[RECORD SET]

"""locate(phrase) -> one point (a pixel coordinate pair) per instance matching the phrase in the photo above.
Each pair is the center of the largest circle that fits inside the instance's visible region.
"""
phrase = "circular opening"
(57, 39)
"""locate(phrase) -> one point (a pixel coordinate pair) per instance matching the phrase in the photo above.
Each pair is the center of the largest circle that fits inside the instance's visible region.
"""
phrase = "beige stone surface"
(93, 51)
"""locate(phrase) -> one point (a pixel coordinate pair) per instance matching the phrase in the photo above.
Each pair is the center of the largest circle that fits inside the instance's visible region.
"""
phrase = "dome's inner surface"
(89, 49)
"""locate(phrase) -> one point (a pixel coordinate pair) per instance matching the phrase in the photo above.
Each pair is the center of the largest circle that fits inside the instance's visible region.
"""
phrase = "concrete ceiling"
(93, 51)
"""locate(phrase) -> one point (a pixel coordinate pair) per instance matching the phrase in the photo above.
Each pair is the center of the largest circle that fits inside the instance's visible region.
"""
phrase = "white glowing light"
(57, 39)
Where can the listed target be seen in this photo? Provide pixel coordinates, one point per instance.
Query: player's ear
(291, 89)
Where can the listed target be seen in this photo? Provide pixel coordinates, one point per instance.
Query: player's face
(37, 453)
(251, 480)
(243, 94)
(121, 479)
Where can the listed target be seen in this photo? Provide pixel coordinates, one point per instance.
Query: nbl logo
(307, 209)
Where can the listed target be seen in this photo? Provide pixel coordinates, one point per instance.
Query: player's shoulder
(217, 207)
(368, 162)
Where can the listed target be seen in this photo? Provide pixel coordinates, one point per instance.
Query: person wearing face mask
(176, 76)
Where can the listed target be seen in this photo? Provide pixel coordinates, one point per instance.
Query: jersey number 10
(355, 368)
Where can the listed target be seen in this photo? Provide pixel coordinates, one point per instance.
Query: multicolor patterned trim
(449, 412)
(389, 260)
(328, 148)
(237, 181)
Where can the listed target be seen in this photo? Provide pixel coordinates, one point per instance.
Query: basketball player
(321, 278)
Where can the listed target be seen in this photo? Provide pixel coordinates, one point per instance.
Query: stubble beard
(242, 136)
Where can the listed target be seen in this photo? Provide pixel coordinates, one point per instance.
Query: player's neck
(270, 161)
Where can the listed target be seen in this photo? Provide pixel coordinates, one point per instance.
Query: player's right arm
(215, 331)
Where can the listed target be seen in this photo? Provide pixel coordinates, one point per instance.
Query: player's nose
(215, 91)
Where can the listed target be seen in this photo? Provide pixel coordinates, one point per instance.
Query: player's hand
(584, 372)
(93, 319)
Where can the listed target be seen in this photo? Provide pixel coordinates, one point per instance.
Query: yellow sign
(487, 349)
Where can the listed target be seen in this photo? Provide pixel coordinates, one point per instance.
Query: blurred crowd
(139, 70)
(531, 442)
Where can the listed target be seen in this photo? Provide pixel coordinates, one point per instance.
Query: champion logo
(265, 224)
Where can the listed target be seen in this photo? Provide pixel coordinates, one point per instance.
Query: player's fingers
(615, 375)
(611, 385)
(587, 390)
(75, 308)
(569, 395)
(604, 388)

[/RECORD SET]

◆ EXERCISE AIM
Exactly as they stand above, write out the entries.

◆ RESULT
"""locate(phrase) -> one point (a pixel coordinate pair) per instance matching the phrase in the photo above.
Each pair is the center of the largest circle that fits inside the instance's visible region.
"""
phrase = "circular opening"
(57, 39)
"""locate(phrase) -> one point (a pixel coordinate pair) per instance matching the phrase in the photo above.
Each pair is the center of the largest circle that fits inside the instance's visible region.
"""
phrase = "beige stone surface"
(93, 51)
"""locate(phrase) -> one point (a pixel coordinate pair) per instance matching the phrase in the photo above.
Each pair is the center of the largest circle that fits inside the instance's visible region.
"""
phrase = "dome's inner surface"
(89, 49)
"""locate(phrase) -> one point (a pixel coordinate pair) per instance matching the phrase in the photo above.
Each pair is the center of the largest circle that fits inside the instance's visible region.
"""
phrase = "concrete ceiling"
(93, 51)
"""locate(phrase) -> one point (a pixel coordinate pair) per instance matching the phrase in the photo above.
Each pair is the center of the largest circle that fits inside the instance's visible region.
"""
phrase = "white glowing light"
(57, 39)
Where can the listed target be seen in this photo? Provide pixel coordinates, one point per instance.
Query: player's ear
(291, 89)
Where can the listed target be seen in this photo? Provide pixel coordinates, one point per instance.
Query: player's face
(37, 453)
(251, 480)
(243, 94)
(121, 479)
Where can the listed target be seen in this photo? Provide pixel coordinates, one point per instance.
Query: nbl logo
(307, 209)
Where can the listed target be seen in this photo? Provide pixel coordinates, one point per instance.
Query: player's shoulder
(217, 207)
(368, 162)
Where can the listed target be seen in this photo? Provide pixel coordinates, one point per instance.
Query: person wearing face mask
(176, 76)
Where can the listed target be seen in this photo? Provide pixel coordinates, one point per instance.
Query: jersey number 10
(355, 368)
Where can the listed target be seen in this photo? Provide pixel coordinates, one point per instance.
Query: multicolor patterned trim
(449, 412)
(389, 260)
(328, 148)
(237, 181)
Where can the listed target be seen in this photo? Provide pixel coordinates, one point per instance.
Query: basketball player
(321, 278)
Where can the listed target be seen in this photo? Provide pixel coordinates, one point per instance.
Query: stubble beard
(242, 136)
Where can the listed target be seen in this photo? Provide pixel coordinates, one point per instance.
Query: player's neck
(270, 161)
Where can the listed target be seen in this photo? Provide pixel coordinates, one point per instance.
Query: player's right arm
(215, 331)
Where can the listed target be seen in this photo? Provide pixel coordinates, one point per instance.
Query: player's nose
(215, 91)
Where can the listed target be seen in this photo? Provide pixel coordinates, one point per instance.
Query: player's hand
(584, 372)
(93, 319)
Where can the listed target be seen in this photo? Provide pixel coordinates, one point per instance.
Query: yellow sign
(487, 349)
Where can the listed target be seen in this photo? Provide pixel coordinates, one point per instance.
Query: blurred crowd
(139, 70)
(531, 442)
Where can the listed target be seen in this photo? Provide pixel coordinates, one point per instance.
Query: champion logo
(265, 224)
Where can the listed target be seen in this photo? Provide pixel coordinates, one point per instance.
Query: player's fingers
(615, 375)
(611, 385)
(587, 390)
(75, 308)
(569, 395)
(604, 388)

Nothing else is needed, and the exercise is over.